Problem requirements: Search the records below for "sneaker" and copy every line it turns up in.

Data entries:
——

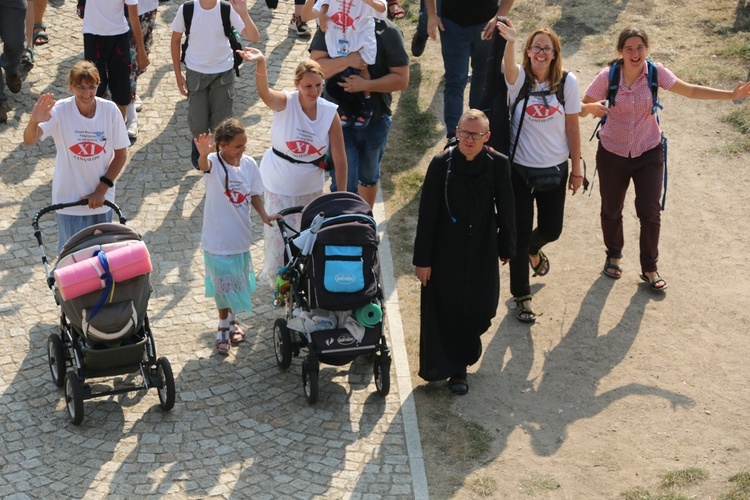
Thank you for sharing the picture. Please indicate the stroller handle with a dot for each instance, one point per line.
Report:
(60, 206)
(290, 211)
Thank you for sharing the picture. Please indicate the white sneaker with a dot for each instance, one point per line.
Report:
(132, 126)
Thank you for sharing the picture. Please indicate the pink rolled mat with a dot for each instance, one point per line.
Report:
(84, 277)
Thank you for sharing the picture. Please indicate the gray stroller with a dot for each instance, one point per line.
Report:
(105, 332)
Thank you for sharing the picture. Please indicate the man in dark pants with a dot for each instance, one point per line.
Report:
(464, 36)
(390, 73)
(13, 35)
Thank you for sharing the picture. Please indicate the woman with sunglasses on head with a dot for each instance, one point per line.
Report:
(466, 223)
(630, 148)
(305, 129)
(91, 143)
(544, 133)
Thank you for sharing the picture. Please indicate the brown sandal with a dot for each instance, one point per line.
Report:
(235, 332)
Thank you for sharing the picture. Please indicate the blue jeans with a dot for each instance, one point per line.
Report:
(68, 225)
(364, 151)
(458, 45)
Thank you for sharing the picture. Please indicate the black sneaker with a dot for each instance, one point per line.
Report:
(417, 45)
(299, 27)
(13, 82)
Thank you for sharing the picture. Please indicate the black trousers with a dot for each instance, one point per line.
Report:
(550, 207)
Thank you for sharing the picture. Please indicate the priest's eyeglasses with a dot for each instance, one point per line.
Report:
(464, 134)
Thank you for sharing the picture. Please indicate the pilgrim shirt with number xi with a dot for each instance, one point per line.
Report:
(85, 148)
(227, 228)
(631, 129)
(543, 142)
(294, 134)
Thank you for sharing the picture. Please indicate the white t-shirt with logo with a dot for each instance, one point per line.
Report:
(543, 142)
(351, 28)
(85, 148)
(208, 48)
(299, 137)
(227, 228)
(106, 17)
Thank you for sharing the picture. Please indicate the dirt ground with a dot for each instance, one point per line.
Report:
(614, 386)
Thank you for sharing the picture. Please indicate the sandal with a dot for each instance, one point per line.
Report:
(542, 268)
(27, 58)
(363, 118)
(223, 345)
(395, 11)
(523, 314)
(458, 385)
(40, 37)
(653, 284)
(612, 270)
(235, 332)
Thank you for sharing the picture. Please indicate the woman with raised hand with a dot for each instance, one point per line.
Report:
(630, 146)
(544, 133)
(305, 127)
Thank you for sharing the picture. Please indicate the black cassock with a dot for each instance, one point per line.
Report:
(464, 227)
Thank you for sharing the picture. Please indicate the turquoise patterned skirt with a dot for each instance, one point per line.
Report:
(230, 280)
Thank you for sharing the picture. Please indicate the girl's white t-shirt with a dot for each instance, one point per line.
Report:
(227, 228)
(208, 50)
(85, 148)
(543, 142)
(106, 17)
(351, 28)
(299, 137)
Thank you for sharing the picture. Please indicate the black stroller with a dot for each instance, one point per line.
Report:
(331, 291)
(104, 332)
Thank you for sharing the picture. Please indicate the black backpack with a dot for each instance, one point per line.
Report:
(229, 31)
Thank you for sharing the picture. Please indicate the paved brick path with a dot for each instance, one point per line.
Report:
(241, 427)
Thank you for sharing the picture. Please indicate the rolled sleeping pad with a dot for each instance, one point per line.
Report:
(86, 276)
(368, 315)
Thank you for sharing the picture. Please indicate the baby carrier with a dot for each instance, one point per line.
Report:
(101, 283)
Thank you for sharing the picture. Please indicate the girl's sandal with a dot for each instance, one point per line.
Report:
(523, 314)
(40, 37)
(542, 268)
(223, 345)
(235, 332)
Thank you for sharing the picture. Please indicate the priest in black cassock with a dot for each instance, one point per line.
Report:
(466, 223)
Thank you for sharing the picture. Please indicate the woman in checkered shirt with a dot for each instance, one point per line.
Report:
(630, 148)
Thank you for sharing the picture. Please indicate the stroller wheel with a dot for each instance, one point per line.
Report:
(309, 382)
(382, 369)
(74, 397)
(282, 344)
(56, 357)
(166, 388)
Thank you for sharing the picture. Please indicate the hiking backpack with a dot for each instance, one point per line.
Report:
(229, 31)
(653, 85)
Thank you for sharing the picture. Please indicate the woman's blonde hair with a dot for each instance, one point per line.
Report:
(83, 71)
(555, 68)
(308, 66)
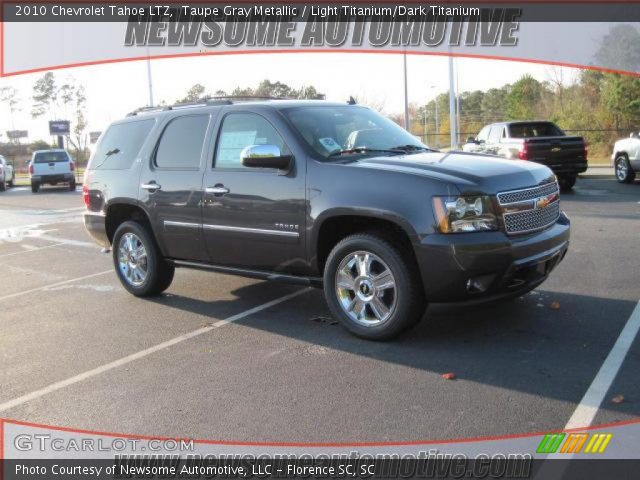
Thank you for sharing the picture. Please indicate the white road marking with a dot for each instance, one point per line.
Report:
(143, 353)
(51, 285)
(75, 243)
(590, 403)
(29, 249)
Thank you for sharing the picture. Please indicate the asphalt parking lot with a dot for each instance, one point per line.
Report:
(78, 351)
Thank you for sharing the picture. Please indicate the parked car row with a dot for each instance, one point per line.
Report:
(46, 167)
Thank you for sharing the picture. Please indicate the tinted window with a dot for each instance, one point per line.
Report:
(50, 157)
(484, 134)
(240, 130)
(535, 129)
(329, 129)
(181, 142)
(496, 134)
(119, 145)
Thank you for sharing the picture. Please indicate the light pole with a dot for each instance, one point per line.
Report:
(435, 99)
(149, 80)
(407, 126)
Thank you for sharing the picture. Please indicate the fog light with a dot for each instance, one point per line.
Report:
(479, 284)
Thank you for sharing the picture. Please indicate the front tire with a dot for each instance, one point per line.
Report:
(624, 172)
(140, 267)
(372, 288)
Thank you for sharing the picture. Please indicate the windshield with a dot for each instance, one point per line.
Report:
(535, 129)
(50, 157)
(336, 131)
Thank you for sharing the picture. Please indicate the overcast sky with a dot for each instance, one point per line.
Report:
(115, 89)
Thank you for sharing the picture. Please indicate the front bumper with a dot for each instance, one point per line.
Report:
(55, 178)
(488, 265)
(95, 224)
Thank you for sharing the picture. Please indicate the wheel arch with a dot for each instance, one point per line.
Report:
(337, 224)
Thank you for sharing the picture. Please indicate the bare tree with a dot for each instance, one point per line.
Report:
(9, 96)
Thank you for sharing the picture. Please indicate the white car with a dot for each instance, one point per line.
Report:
(626, 158)
(7, 174)
(51, 167)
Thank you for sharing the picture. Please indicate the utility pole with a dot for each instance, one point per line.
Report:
(452, 107)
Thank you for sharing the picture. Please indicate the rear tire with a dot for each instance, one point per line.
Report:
(567, 182)
(624, 172)
(372, 288)
(138, 262)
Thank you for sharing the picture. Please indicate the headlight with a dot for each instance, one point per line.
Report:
(464, 214)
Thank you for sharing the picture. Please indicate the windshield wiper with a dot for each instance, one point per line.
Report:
(413, 149)
(349, 151)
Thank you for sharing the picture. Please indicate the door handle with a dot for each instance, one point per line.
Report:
(217, 190)
(151, 186)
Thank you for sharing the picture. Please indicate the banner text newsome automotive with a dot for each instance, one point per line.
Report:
(489, 27)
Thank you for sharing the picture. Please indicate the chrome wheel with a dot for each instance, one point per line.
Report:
(622, 170)
(132, 259)
(366, 288)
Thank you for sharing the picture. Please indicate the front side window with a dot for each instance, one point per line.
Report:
(181, 143)
(120, 144)
(330, 130)
(241, 130)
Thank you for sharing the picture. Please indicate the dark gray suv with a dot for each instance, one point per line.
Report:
(327, 194)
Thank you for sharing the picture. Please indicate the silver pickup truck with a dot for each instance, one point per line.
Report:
(626, 158)
(536, 141)
(51, 167)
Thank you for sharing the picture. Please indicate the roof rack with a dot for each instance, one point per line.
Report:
(208, 101)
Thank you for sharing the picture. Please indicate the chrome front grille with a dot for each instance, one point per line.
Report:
(527, 194)
(530, 209)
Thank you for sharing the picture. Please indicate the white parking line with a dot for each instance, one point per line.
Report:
(590, 403)
(143, 353)
(29, 250)
(51, 285)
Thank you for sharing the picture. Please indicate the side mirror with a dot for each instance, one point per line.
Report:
(265, 156)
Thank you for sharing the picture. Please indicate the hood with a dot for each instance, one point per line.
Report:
(470, 172)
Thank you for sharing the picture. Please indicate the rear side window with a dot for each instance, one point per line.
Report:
(50, 157)
(181, 143)
(535, 129)
(119, 145)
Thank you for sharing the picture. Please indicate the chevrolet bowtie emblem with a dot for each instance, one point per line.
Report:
(542, 202)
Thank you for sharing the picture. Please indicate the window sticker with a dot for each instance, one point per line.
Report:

——

Answer for the task:
Thank you for sharing the picture. Please indicate the white sneaker with a dot for each instance, one point per line.
Thank you for sharing the picture. Please indicate the black sneaker with a dot for each instance, one point per line.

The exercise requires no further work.